___ Supplied records

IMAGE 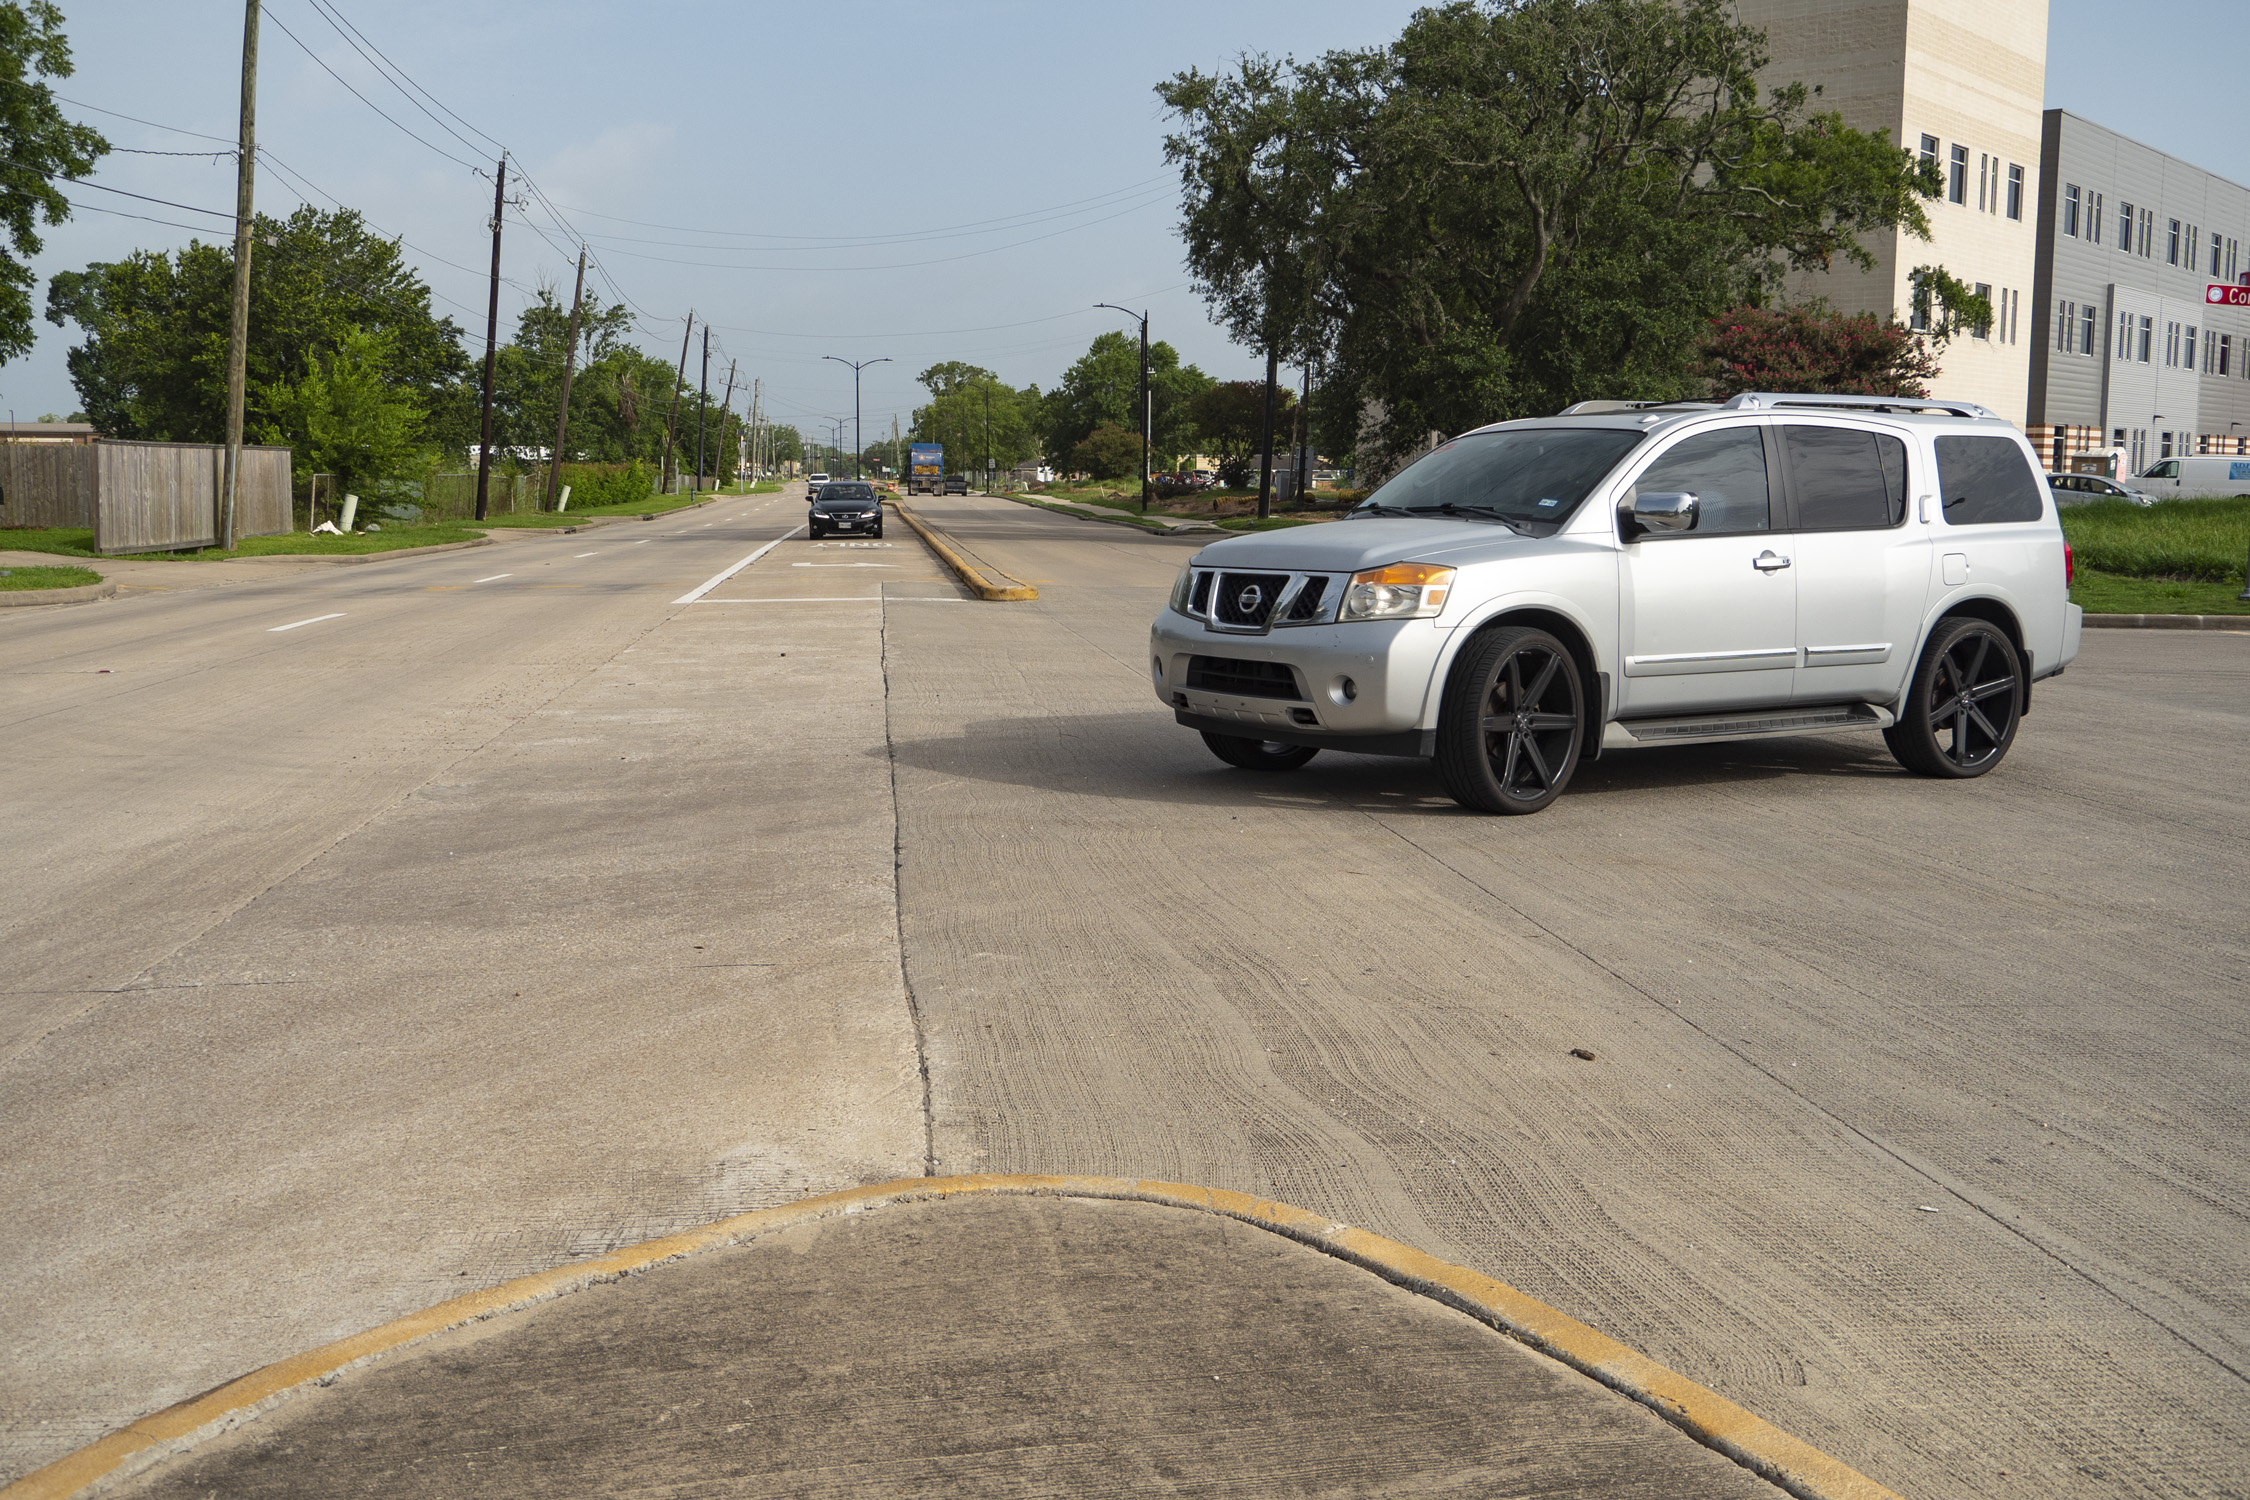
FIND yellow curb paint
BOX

______
___ Supplied records

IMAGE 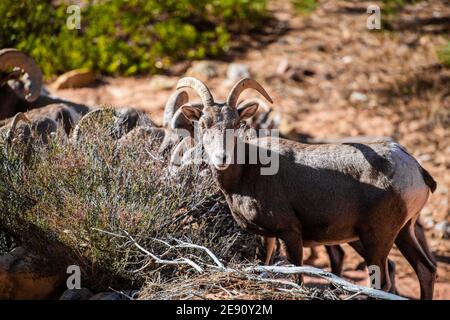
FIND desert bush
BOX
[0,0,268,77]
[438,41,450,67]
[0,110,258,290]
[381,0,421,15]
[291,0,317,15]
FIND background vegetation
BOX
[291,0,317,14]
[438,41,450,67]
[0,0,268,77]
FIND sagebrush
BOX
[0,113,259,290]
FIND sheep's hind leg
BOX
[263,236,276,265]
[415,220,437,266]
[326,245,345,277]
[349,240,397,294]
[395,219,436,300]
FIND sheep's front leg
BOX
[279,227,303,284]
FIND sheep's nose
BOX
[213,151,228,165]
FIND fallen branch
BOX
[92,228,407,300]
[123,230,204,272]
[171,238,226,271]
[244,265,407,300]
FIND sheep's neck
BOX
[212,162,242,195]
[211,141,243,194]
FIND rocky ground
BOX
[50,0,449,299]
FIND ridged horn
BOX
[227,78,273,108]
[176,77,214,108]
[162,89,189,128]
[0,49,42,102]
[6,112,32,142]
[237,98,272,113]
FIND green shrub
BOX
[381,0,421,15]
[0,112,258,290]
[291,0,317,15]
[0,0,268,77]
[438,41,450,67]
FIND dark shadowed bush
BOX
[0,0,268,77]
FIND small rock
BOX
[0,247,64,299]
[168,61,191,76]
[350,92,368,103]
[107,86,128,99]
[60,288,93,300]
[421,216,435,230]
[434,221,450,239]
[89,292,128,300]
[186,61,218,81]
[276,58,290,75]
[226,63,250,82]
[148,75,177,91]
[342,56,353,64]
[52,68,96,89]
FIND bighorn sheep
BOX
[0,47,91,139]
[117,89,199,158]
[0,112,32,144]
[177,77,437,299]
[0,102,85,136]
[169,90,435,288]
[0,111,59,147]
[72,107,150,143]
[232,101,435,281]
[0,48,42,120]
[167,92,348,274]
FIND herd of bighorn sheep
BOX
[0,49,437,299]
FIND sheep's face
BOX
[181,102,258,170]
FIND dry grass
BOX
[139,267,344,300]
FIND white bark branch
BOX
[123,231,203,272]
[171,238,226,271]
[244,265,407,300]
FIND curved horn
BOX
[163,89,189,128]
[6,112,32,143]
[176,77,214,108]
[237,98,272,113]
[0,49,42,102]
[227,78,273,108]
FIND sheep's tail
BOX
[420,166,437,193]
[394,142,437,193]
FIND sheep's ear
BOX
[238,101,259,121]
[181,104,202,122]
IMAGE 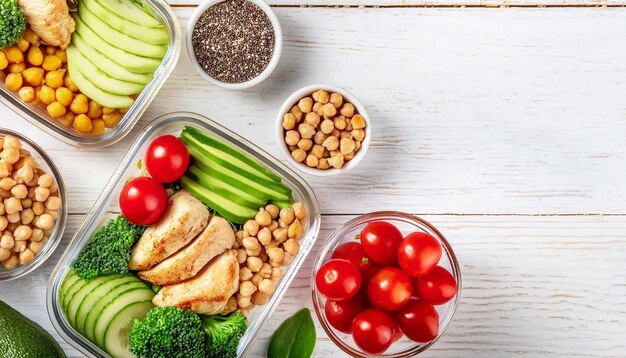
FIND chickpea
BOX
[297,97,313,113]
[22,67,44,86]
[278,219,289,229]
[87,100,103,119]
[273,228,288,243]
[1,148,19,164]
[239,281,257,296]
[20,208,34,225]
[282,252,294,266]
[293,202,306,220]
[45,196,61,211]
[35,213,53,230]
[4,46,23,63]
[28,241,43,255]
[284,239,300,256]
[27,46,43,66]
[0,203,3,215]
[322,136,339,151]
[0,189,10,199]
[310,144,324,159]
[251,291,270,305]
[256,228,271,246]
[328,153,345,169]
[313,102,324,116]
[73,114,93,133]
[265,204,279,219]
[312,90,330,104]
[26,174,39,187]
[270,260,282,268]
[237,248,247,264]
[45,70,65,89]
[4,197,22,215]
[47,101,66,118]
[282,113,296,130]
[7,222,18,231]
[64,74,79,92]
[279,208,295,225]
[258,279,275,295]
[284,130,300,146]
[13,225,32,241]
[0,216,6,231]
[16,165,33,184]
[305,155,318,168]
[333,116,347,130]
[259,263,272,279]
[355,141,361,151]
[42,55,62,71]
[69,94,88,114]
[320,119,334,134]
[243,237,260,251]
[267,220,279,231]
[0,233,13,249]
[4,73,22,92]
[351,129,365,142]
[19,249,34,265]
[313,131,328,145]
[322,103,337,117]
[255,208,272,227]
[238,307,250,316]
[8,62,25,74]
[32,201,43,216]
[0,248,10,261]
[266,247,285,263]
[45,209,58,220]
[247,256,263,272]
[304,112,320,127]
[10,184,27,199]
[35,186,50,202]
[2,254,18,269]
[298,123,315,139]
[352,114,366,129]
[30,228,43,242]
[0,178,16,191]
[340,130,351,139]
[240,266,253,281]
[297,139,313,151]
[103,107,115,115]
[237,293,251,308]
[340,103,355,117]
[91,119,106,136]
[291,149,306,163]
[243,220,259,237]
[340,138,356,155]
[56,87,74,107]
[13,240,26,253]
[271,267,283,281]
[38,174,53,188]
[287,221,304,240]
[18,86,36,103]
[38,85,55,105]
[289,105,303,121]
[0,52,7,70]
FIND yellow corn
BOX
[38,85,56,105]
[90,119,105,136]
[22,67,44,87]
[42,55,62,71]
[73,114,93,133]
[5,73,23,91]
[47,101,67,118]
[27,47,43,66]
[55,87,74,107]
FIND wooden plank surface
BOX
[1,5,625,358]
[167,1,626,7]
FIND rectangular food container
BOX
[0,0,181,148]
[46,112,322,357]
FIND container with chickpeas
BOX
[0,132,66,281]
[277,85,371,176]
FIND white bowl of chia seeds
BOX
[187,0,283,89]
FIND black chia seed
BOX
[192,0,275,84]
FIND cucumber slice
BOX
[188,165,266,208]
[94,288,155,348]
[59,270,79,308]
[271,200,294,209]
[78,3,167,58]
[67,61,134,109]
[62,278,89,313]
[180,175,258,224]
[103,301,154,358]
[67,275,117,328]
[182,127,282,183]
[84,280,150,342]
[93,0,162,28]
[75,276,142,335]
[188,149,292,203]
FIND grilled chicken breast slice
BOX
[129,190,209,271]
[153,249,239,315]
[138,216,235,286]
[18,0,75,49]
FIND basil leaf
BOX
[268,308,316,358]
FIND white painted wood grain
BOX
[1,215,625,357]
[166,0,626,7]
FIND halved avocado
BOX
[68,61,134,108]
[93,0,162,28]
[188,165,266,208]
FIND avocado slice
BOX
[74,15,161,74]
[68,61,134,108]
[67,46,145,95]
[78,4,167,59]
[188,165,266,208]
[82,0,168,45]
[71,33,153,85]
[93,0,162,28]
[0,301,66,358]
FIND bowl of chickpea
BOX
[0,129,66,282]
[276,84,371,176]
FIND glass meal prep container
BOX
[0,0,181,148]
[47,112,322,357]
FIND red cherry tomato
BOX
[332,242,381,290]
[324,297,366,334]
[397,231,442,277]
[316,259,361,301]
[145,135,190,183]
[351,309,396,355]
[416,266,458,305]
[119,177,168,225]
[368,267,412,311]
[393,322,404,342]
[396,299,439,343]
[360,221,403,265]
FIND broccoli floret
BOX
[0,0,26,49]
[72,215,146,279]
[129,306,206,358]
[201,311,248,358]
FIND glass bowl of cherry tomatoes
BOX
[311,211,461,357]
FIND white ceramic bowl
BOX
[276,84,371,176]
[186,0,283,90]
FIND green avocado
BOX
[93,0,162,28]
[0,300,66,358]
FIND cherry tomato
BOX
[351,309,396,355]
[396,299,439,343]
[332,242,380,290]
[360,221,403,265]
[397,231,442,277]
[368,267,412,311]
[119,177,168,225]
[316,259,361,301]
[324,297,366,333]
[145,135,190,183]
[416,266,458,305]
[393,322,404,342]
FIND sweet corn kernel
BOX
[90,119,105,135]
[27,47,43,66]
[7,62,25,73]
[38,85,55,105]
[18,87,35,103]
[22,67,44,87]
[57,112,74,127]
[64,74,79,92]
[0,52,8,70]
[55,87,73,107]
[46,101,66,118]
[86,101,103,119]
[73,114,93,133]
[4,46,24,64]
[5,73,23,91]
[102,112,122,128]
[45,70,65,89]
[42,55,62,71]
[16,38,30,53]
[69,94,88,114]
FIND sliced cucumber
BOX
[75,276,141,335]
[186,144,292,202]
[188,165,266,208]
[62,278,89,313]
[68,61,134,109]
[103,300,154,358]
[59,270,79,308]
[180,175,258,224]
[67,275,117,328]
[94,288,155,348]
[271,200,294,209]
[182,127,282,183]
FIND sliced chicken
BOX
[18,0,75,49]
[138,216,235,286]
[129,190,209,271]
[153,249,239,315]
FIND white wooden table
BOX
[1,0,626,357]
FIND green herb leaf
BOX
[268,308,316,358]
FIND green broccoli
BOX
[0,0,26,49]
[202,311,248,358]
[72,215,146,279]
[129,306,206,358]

______
___ Supplied records

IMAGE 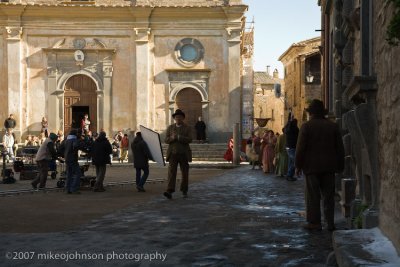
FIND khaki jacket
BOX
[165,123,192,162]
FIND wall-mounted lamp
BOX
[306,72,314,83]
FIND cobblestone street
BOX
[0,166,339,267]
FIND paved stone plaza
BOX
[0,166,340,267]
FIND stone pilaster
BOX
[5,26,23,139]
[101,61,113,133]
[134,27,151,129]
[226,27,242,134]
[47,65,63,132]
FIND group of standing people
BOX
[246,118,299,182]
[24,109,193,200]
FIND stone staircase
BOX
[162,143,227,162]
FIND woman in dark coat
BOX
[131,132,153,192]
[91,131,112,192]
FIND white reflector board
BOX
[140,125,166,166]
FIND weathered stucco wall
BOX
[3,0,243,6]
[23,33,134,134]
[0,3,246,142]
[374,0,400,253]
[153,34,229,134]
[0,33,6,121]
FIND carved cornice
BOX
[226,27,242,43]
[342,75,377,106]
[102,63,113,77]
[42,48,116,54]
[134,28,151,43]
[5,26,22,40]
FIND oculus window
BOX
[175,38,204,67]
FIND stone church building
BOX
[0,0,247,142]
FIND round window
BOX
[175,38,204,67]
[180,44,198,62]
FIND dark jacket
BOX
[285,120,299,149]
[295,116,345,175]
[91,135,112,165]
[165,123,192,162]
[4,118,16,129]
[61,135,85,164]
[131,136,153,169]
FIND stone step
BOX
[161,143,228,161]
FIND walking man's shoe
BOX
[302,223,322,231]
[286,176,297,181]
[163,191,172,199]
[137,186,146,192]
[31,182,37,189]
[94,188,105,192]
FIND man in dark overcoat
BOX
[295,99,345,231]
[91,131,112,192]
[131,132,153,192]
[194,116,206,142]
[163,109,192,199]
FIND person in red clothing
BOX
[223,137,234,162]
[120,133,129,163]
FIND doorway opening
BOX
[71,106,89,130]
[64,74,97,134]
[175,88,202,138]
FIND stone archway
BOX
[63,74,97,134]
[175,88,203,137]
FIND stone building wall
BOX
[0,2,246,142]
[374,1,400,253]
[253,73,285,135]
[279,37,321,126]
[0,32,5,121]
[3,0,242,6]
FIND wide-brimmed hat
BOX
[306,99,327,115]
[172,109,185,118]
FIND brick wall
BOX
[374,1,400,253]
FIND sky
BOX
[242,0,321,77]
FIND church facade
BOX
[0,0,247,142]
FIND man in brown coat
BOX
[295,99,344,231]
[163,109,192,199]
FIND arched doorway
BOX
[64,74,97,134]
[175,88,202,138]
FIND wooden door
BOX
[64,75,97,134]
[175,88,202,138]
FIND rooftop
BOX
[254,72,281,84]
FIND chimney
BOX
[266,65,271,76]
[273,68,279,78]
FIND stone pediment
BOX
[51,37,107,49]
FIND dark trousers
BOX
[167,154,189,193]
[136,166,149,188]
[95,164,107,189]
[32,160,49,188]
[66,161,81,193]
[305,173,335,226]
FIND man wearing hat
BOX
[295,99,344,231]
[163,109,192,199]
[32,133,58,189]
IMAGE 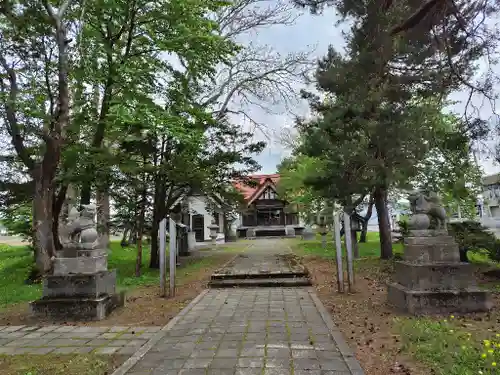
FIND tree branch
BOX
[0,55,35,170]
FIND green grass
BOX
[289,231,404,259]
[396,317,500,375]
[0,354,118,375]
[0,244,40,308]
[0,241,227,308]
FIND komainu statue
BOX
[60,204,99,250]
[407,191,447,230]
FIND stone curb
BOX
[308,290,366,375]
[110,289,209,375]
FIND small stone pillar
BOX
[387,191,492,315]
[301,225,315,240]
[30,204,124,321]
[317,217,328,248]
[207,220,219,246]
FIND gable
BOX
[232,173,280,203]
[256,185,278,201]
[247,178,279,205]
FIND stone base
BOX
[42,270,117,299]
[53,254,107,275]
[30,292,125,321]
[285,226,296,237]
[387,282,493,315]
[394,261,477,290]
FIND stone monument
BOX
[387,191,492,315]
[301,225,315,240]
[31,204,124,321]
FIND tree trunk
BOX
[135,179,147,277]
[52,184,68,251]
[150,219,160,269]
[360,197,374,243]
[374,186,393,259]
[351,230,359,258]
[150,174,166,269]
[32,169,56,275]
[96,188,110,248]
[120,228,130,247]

______

> **Work to be completed**
Copy all the lines above that hold the string "small".

> **Exercise response**
FIND small rock
FIND small stone pillar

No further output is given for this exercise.